ASSIGNMENT: Where does the string "store" appear? Copy every line of the entries below that holds it.

Data extracted from a collection
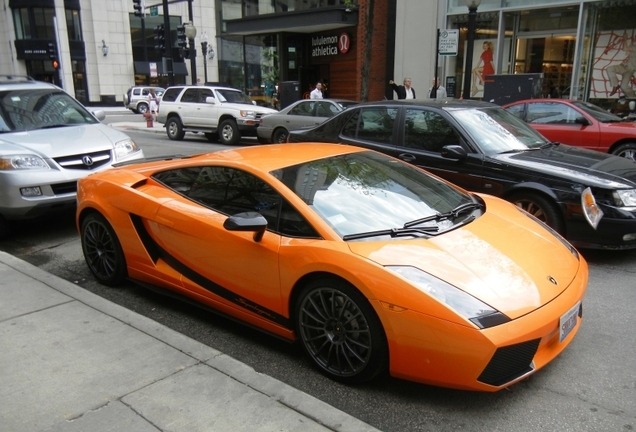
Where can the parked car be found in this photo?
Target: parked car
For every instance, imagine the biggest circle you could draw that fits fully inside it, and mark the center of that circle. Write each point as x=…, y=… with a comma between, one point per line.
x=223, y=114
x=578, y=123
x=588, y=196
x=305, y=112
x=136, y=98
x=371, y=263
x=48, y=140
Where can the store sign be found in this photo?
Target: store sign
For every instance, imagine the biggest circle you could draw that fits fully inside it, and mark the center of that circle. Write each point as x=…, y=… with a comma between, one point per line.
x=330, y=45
--
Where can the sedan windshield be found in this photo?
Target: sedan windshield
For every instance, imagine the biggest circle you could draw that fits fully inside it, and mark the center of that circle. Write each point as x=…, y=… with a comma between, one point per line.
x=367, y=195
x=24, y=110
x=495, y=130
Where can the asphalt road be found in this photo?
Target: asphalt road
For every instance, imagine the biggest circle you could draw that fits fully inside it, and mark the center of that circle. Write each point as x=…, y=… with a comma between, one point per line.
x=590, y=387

SOLVED EXERCISE:
Where can the store sign be found in this photo?
Target: store sign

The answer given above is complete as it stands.